__GIVEN INFORMATION__:
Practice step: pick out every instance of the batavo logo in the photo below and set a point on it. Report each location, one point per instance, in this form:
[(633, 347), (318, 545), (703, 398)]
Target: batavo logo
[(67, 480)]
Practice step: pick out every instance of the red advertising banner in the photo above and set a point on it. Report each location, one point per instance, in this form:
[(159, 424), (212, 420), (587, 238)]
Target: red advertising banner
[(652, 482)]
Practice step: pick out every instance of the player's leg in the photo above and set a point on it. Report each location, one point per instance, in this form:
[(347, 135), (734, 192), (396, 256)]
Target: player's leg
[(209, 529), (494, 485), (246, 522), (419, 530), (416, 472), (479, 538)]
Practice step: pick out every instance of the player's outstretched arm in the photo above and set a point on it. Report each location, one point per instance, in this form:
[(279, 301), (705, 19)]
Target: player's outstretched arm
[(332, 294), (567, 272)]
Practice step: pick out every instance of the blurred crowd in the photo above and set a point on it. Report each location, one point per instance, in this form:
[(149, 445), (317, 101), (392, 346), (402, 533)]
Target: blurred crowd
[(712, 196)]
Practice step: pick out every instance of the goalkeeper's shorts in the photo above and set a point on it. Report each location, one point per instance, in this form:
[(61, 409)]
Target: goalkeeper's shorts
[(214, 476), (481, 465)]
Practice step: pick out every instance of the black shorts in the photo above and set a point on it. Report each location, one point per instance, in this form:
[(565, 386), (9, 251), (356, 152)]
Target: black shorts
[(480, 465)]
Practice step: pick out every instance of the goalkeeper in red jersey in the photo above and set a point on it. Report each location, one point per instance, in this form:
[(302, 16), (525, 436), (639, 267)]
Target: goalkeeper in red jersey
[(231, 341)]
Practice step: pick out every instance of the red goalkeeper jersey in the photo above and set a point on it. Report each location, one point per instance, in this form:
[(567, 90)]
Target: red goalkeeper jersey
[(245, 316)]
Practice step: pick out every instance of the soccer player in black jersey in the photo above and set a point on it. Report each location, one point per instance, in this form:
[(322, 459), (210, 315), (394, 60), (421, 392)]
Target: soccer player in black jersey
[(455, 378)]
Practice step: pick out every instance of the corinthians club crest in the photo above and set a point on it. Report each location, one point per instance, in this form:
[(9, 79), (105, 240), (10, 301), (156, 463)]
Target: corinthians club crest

__REQUIREMENT__:
Arrange every item above as a numbered list, leaving out any blank lines.

__SOLUTION TO THIS TASK__:
1. Practice step: pick out every instance of the batavo logo in the photo below and set a point on it. Report each location, one point per instance, in this form:
2. [(633, 347), (318, 545), (703, 398)]
3. Target: batavo logo
4. [(67, 480)]
5. Practice step: pick out every instance of the red advertising banner in the photo above and set a point on it. Report each location, one point per instance, in this form:
6. [(159, 424), (212, 420), (587, 238)]
7. Target: red advertising banner
8. [(652, 482)]
9. Practice step: pick out every instance of the player's leg in the photo above and set a point on it. Report each location, one point per instance, in this form:
10. [(347, 135), (734, 192), (396, 256)]
11. Target: player's leg
12. [(209, 529), (494, 485), (246, 522), (419, 530), (416, 472), (479, 538)]
13. Practice step: pick out every instance of the player's outstretched arm in the photo above and set a point on it. Report each location, one point per instance, in this form:
14. [(279, 301), (705, 19)]
15. Target: player's outstretched arm
16. [(332, 294), (567, 272)]
17. Practice step: pick out every instance of the blurred crowd in the photo above and set a point on it. Report each location, one point per instance, in this form:
18. [(149, 445), (317, 101), (392, 346), (402, 533)]
19. Target: blurred crowd
20. [(712, 196)]
21. Practice step: pick out every instance of the goalkeeper's shorts in the photo above and set a point on it. Report each location, one point per instance, in this form:
22. [(61, 409)]
23. Target: goalkeeper's shorts
24. [(214, 476), (481, 465)]
25. Practice step: pick out every instance of the black shorts in the photo above and set a point on it. Report each location, one point per instance, in this form:
26. [(565, 386), (9, 251), (356, 152)]
27. Target: black shorts
28. [(480, 465)]
29. Practice step: pick out every instance of the goalkeeper in red jersey in the photo above and set a point on it. Report each location, one point per instance, in this form:
30. [(302, 16), (525, 436), (639, 267)]
31. Target: goalkeeper in red jersey
32. [(231, 341)]
33. Practice step: pick out every instance of the red goalkeeper jersey in the photo above and set a point on it. Report each location, one point per instance, in this form:
34. [(567, 90)]
35. Target: red goalkeeper jersey
36. [(245, 316)]
37. Practice step: pick out every instance of the soccer player in black jersey in the photo above and set a point on it. Report each location, one point per instance, in this form:
38. [(322, 459), (210, 315), (394, 60), (421, 392)]
39. Target: soccer player in black jersey
40. [(455, 378)]
41. Practice step: pick out every instance of the corinthians club crest in the photo above and set a point on it. Report each location, one point per instance, in this form:
42. [(9, 79), (105, 240), (10, 301), (156, 463)]
43. Target: corinthians club crest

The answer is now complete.